Given entries
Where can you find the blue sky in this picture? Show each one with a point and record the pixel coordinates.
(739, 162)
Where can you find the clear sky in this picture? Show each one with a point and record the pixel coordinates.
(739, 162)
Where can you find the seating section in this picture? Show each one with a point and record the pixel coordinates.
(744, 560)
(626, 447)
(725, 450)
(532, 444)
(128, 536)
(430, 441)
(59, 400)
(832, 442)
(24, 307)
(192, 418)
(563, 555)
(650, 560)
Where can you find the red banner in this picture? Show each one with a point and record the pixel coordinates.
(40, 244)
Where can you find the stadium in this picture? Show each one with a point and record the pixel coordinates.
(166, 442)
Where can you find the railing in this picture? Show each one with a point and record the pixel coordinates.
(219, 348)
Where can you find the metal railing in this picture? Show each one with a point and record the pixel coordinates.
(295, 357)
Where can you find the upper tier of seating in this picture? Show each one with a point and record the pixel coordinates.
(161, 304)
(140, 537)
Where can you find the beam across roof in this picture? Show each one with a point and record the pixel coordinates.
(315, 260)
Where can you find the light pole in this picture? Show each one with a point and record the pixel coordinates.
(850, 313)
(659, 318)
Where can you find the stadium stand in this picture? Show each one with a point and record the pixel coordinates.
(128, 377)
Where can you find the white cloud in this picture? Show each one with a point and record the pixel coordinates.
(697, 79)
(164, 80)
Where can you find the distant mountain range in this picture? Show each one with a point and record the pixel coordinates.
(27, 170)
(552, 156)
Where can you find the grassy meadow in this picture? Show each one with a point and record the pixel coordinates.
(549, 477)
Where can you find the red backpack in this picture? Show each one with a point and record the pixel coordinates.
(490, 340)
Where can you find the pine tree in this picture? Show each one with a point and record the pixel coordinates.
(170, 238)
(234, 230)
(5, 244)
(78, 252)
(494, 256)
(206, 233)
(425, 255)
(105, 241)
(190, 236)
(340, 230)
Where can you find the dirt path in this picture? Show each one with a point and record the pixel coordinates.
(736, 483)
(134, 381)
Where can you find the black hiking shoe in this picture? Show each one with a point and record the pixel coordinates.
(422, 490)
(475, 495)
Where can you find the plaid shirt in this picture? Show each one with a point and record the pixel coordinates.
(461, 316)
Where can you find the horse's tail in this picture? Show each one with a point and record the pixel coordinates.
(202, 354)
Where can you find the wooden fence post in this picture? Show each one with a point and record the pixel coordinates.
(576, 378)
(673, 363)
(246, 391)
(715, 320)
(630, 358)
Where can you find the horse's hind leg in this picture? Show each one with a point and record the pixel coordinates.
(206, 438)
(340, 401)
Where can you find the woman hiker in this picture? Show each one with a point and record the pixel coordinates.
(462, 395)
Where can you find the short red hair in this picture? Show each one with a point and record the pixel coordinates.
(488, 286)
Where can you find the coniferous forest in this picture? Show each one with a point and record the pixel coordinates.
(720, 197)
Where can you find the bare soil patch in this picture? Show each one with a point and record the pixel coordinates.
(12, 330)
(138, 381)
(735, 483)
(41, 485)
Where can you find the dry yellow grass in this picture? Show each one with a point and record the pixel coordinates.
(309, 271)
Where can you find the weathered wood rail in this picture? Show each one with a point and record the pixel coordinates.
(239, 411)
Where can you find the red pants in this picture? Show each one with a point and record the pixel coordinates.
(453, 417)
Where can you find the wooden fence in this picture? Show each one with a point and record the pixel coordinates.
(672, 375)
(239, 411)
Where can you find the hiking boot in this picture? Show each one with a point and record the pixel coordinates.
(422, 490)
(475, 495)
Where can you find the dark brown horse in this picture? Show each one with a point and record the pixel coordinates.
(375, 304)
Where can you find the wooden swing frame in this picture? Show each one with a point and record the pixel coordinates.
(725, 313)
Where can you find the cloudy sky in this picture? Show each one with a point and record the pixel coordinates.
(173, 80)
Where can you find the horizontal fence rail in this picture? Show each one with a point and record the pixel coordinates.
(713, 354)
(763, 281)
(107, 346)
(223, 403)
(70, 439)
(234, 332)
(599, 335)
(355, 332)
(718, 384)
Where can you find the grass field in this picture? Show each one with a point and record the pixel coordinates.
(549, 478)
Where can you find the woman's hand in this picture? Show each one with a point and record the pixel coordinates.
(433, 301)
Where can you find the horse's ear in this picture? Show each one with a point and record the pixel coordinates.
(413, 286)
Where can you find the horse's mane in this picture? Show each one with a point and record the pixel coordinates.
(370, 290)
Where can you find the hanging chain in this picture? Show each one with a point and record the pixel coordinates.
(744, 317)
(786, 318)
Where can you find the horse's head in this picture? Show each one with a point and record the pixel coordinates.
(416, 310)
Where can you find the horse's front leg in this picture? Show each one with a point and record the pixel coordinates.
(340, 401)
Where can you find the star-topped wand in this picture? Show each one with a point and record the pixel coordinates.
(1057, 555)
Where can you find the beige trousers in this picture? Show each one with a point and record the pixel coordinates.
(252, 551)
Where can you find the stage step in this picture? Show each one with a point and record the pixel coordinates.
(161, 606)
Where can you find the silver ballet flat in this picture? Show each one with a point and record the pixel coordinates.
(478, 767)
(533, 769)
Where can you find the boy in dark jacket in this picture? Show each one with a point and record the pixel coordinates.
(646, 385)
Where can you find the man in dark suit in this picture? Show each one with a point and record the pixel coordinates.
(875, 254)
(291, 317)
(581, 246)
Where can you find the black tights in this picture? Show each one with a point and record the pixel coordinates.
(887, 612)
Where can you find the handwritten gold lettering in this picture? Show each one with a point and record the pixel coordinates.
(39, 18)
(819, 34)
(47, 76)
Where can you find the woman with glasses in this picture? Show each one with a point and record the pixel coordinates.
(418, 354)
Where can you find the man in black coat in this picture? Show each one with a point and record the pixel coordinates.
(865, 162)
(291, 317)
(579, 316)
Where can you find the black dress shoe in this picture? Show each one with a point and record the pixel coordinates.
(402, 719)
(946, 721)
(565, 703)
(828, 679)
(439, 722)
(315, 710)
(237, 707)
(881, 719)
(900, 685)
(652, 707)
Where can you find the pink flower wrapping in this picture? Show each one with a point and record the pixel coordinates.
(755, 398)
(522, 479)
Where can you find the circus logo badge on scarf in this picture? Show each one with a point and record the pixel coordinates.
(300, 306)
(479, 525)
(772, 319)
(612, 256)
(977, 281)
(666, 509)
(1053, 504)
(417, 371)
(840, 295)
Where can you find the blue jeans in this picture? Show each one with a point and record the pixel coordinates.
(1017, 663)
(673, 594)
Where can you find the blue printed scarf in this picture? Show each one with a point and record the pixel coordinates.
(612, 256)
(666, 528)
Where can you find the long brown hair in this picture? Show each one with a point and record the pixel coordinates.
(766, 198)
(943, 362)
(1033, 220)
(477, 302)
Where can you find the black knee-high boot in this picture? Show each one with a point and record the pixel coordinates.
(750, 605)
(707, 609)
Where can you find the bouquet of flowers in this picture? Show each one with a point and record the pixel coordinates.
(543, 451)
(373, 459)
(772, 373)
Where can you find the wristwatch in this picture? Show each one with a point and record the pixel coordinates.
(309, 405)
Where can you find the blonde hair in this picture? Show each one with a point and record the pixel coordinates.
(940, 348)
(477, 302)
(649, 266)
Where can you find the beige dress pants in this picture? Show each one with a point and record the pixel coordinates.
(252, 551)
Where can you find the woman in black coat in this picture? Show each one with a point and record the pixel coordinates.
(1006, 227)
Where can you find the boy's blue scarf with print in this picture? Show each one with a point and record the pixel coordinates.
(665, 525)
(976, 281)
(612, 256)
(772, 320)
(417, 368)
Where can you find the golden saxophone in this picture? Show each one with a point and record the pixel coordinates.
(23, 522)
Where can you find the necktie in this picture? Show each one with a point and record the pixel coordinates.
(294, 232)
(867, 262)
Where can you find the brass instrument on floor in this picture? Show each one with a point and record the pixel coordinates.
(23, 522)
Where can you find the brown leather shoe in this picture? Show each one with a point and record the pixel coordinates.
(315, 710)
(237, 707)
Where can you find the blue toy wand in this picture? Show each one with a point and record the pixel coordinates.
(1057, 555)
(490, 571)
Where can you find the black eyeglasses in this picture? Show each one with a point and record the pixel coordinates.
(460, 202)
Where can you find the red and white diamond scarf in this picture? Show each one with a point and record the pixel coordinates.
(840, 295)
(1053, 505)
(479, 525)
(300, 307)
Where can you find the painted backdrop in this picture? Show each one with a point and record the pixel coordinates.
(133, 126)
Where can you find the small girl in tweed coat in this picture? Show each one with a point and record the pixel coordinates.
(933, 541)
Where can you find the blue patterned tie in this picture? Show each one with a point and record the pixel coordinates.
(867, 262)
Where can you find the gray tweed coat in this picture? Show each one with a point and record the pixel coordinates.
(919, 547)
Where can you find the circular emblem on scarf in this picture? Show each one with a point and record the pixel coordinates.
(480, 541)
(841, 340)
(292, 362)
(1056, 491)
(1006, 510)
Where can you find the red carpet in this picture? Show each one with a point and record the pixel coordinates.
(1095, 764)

What you should do
Exactly the lines from the line holding "Where can you find the blue patterned" through the close of the listing above make up the answer; include nothing else.

Answer box
Where can you find the blue patterned tie in this picture? Show each one with a point and record the pixel coordinates.
(867, 262)
Where can you find the gray tweed coat in this picture? Show each one with a point and record the pixel coordinates.
(919, 547)
Where can you find the circular emblem on scarf in this picture? Show each one with a point and record the pixel coordinates.
(480, 541)
(841, 340)
(292, 362)
(1056, 491)
(1006, 510)
Where can you find the red carpet in this picture? Show each one with a point and record the pixel coordinates.
(1095, 764)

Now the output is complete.